▶ PROBLEM DESCRIPTION:
Quote, word for word and in full, the passage about the father who raised three daughters and about his second-born daughter.
------ SOURCE EXCERPT
I'd never met him, and all along I had felt strangely relieved by this fact. Something in me always told me that there would be a lot of pretending to do if I ever did meet him. He struck me as somebody to steer clear from, especially since I was the type of person who interacted quite often with one of his daughters in a way that was not likely to please him. When it came to his daughters there was no room of joking around. Three daughters he had… and he raised these beautiful girls in a way that showed he was quite satisfied with the uniformity of his offspring. No extra expectations. To a certain extent, I think he raised them like boys, more than boys actually... He raised them to be inheritors of the wealth of his property and all the life lessons that he had learnt along the way.

His second born daughter came to be a testament to how well he had brought them up. Independent and with a radically different mindset than the average girl who expected a certain degree of mush from the menfolk (she abhors that) and has her wedding all planned out decades in advance (she never understands that) or expected not to pay on first dates (she always insists on chipping in if not paying half), she became my "boy", my 'nigga" or something of that sort from the day we met. She always approached all the crazy things we were up to with a sense of gung ho that was rare to find in females. Heck, she'd even help me check out girls every once in a while!
------------
------ GIVEN DATA
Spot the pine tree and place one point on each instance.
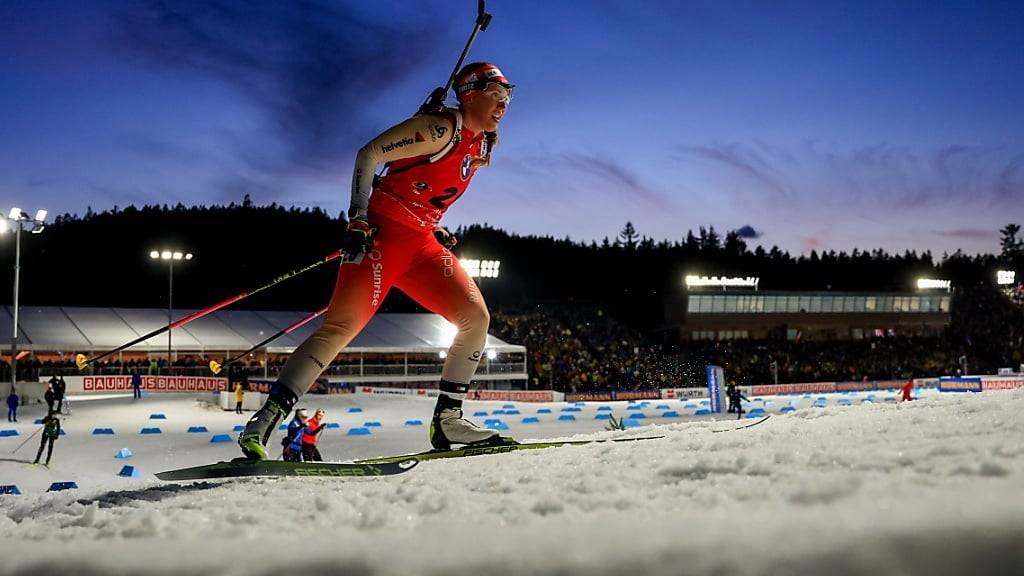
(629, 236)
------------
▶ COMPLETE RESPONSE:
I'd never met him, and all along I had felt strangely relieved by this fact. Something in me always told me that there would be a lot of pretending to do if I ever did meet him. He struck me as somebody to steer clear from, especially since I was the type of person who interacted quite often with one of his daughters in a way that was not likely to please him. When it came to his daughters there was no room of joking around. Three daughters he had… and he raised these beautiful girls in a way that showed he was quite satisfied with the uniformity of his offspring. No extra expectations. To a certain extent, I think he raised them like boys, more than boys actually... He raised them to be inheritors of the wealth of his property and all the life lessons that he had learnt along the way.

His second born daughter came to be a testament to how well he had brought them up. Independent and with a radically different mindset than the average girl who expected a certain degree of mush from the menfolk (she abhors that) and has her wedding all planned out decades in advance (she never understands that) or expected not to pay on first dates (she always insists on chipping in if not paying half), she became my "boy", my 'nigga" or something of that sort from the day we met. She always approached all the crazy things we were up to with a sense of gung ho that was rare to find in females. Heck, she'd even help me check out girls every once in a while!